[Stored records]
----
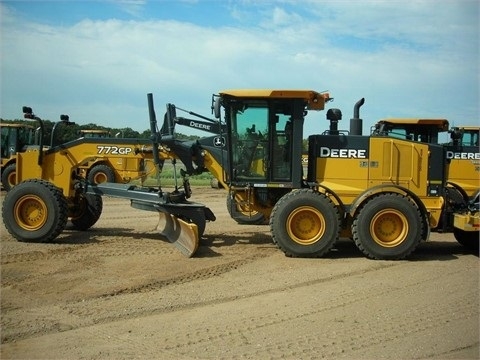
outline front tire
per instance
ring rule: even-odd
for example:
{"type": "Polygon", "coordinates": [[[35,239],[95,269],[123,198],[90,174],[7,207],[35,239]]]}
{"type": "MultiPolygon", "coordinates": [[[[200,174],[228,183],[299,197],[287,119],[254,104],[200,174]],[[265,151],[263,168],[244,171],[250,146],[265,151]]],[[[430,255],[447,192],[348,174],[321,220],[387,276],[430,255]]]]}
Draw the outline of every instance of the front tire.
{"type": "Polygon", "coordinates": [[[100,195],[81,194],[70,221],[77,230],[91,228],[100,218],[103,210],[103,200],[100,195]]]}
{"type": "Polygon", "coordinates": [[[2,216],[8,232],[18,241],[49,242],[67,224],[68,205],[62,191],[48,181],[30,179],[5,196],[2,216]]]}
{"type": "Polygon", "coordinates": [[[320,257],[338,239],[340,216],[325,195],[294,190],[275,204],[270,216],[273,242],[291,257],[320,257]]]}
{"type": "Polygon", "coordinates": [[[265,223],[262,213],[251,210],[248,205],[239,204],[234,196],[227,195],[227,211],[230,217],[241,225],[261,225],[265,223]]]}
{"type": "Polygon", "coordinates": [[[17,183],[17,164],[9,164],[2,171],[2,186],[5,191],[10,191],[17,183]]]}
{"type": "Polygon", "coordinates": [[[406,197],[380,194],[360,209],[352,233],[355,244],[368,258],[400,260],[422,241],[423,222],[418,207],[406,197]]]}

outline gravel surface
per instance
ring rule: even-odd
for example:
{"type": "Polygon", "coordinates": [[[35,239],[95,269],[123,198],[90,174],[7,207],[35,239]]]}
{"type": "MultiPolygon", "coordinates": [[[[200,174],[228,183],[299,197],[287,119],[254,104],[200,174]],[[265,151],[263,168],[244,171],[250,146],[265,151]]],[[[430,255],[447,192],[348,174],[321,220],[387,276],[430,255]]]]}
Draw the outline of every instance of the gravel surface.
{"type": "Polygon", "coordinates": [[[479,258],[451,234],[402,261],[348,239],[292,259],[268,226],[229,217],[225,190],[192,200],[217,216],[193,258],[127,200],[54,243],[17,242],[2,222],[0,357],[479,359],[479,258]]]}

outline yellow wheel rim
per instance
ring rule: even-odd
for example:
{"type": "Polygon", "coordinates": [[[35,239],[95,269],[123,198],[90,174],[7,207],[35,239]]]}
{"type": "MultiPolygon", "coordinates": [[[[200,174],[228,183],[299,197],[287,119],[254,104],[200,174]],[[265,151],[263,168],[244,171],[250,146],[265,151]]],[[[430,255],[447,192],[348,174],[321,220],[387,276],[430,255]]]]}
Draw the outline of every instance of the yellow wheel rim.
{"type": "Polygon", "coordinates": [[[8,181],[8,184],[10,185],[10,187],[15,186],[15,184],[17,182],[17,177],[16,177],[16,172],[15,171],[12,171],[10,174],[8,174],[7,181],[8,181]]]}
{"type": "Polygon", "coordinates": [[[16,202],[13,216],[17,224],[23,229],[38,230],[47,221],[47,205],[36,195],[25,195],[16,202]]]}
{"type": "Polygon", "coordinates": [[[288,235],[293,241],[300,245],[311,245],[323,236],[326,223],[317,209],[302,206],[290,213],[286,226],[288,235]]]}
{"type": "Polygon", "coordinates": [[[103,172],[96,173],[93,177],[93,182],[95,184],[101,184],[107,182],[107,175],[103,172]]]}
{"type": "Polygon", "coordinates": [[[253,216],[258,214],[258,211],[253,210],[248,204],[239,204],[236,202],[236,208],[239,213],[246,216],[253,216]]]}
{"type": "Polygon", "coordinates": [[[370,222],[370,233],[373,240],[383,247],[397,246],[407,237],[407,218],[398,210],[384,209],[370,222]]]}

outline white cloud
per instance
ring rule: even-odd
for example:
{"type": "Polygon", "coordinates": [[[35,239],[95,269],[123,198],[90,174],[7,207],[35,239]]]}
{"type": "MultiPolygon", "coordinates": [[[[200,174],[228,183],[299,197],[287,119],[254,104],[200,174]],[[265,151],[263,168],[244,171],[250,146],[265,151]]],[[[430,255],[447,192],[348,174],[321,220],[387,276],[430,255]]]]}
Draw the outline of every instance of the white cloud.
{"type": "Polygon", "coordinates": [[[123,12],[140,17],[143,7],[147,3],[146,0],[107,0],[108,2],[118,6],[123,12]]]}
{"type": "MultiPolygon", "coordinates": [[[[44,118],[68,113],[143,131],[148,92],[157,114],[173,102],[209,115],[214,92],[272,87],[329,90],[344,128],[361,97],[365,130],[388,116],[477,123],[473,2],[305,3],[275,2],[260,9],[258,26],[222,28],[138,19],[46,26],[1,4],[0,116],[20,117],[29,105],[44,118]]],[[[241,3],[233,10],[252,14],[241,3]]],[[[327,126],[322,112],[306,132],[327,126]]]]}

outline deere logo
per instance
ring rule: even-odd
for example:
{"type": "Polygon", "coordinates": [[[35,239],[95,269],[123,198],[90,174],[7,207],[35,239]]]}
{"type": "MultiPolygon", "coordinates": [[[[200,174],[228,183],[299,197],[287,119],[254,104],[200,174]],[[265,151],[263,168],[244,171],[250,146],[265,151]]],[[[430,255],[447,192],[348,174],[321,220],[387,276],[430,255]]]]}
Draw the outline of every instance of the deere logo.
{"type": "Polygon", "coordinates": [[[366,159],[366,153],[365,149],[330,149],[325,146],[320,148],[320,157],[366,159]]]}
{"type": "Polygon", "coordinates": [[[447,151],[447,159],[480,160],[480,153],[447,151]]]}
----
None of the pictures belong in the copy; transcribe the rest of the data exactly.

outline front tire
per instance
ring rule: even-odd
for example:
{"type": "Polygon", "coordinates": [[[35,239],[95,269],[123,198],[90,174],[7,207],[35,239]]]}
{"type": "MultiPolygon", "coordinates": [[[[200,174],[228,183],[299,197],[287,119],[254,104],[200,174]],[[265,151],[263,168],[244,171],[250,146],[265,151]]],[[[430,255],[447,192],[348,174],[321,220],[387,276],[430,255]]]]}
Draw the outline of every instance of the front tire.
{"type": "Polygon", "coordinates": [[[100,195],[81,194],[70,221],[77,230],[91,228],[100,218],[103,210],[103,200],[100,195]]]}
{"type": "Polygon", "coordinates": [[[2,216],[8,232],[18,241],[49,242],[67,224],[68,205],[62,191],[48,181],[30,179],[5,196],[2,216]]]}
{"type": "Polygon", "coordinates": [[[320,257],[338,239],[340,216],[325,195],[294,190],[275,204],[270,216],[273,242],[291,257],[320,257]]]}
{"type": "Polygon", "coordinates": [[[265,223],[262,213],[251,210],[248,205],[239,204],[234,196],[227,195],[227,211],[230,217],[241,225],[261,225],[265,223]]]}
{"type": "Polygon", "coordinates": [[[17,183],[17,164],[9,164],[2,171],[2,186],[5,191],[10,191],[17,183]]]}
{"type": "Polygon", "coordinates": [[[406,197],[380,194],[360,209],[352,233],[355,244],[368,258],[400,260],[422,241],[423,222],[418,207],[406,197]]]}

outline gravel surface
per instance
ring rule: even-odd
for example:
{"type": "Polygon", "coordinates": [[[35,239],[95,269],[123,198],[90,174],[7,207],[35,239]]]}
{"type": "MultiPolygon", "coordinates": [[[[200,174],[228,183],[299,197],[287,119],[254,104],[200,174]],[[265,151],[263,168],[244,171],[250,146],[265,151]]],[[[430,255],[447,192],[348,174],[321,220],[387,276],[430,255]]]]}
Draw the outline of every instance of the gravel surface.
{"type": "Polygon", "coordinates": [[[479,258],[451,234],[402,261],[348,239],[292,259],[268,226],[229,217],[225,190],[192,200],[217,216],[193,258],[127,200],[54,243],[17,242],[2,222],[0,357],[479,359],[479,258]]]}

outline yellow wheel rim
per instance
ring rule: even-odd
for example:
{"type": "Polygon", "coordinates": [[[35,239],[95,269],[123,198],[90,174],[7,207],[35,239]]]}
{"type": "MultiPolygon", "coordinates": [[[[200,174],[228,183],[299,197],[287,119],[254,104],[200,174]],[[265,151],[263,168],[244,171],[250,146],[265,151]]],[[[430,255],[447,192],[348,174],[321,220],[387,276],[430,255]]]]}
Draw the outline of every instance of the yellow wheel rim.
{"type": "Polygon", "coordinates": [[[8,181],[8,184],[10,185],[10,187],[15,186],[15,184],[17,182],[17,177],[16,177],[16,172],[15,171],[12,171],[10,174],[8,174],[7,181],[8,181]]]}
{"type": "Polygon", "coordinates": [[[16,202],[13,216],[17,224],[23,229],[38,230],[47,221],[47,205],[36,195],[25,195],[16,202]]]}
{"type": "Polygon", "coordinates": [[[288,235],[293,241],[300,245],[311,245],[323,236],[326,223],[317,209],[302,206],[290,213],[286,226],[288,235]]]}
{"type": "Polygon", "coordinates": [[[103,172],[96,173],[93,177],[93,182],[95,184],[101,184],[107,182],[107,175],[103,172]]]}
{"type": "Polygon", "coordinates": [[[253,216],[258,214],[258,211],[253,210],[248,204],[239,204],[236,202],[236,208],[239,213],[246,216],[253,216]]]}
{"type": "Polygon", "coordinates": [[[370,222],[370,233],[373,240],[383,247],[397,246],[407,237],[407,218],[398,210],[384,209],[370,222]]]}

outline white cloud
per instance
ring rule: even-odd
for example:
{"type": "Polygon", "coordinates": [[[35,239],[95,269],[123,198],[90,174],[7,207],[35,239]]]}
{"type": "MultiPolygon", "coordinates": [[[[200,174],[228,183],[299,197],[287,119],[254,104],[200,174]],[[265,151],[263,168],[244,171],[250,146],[265,151]]],[[[430,255],[447,192],[348,174],[321,220],[387,276],[430,255]]]]}
Draw the outline of every instance of the white cloud.
{"type": "Polygon", "coordinates": [[[123,12],[140,17],[143,7],[147,3],[146,0],[107,0],[108,2],[118,6],[123,12]]]}
{"type": "MultiPolygon", "coordinates": [[[[44,118],[68,113],[143,131],[148,92],[157,114],[173,102],[209,115],[214,92],[272,87],[329,90],[344,128],[361,97],[365,130],[388,116],[477,123],[473,2],[305,3],[275,2],[260,9],[258,26],[222,28],[138,19],[46,26],[1,4],[0,116],[20,117],[29,105],[44,118]]],[[[241,3],[233,10],[252,14],[241,3]]],[[[327,126],[322,112],[306,132],[327,126]]]]}

outline deere logo
per instance
ring rule: even-odd
for example:
{"type": "Polygon", "coordinates": [[[35,239],[95,269],[123,198],[90,174],[7,207],[35,239]]]}
{"type": "MultiPolygon", "coordinates": [[[[200,174],[228,183],[299,197],[287,119],[254,104],[200,174]],[[265,151],[263,168],[244,171],[250,146],[265,151]]],[[[430,255],[447,192],[348,174],[321,220],[387,276],[430,255]]]]}
Draw the outline of every instance of the deere logo.
{"type": "Polygon", "coordinates": [[[366,159],[366,153],[365,149],[330,149],[325,146],[320,148],[320,157],[366,159]]]}
{"type": "Polygon", "coordinates": [[[447,151],[447,159],[480,160],[480,153],[447,151]]]}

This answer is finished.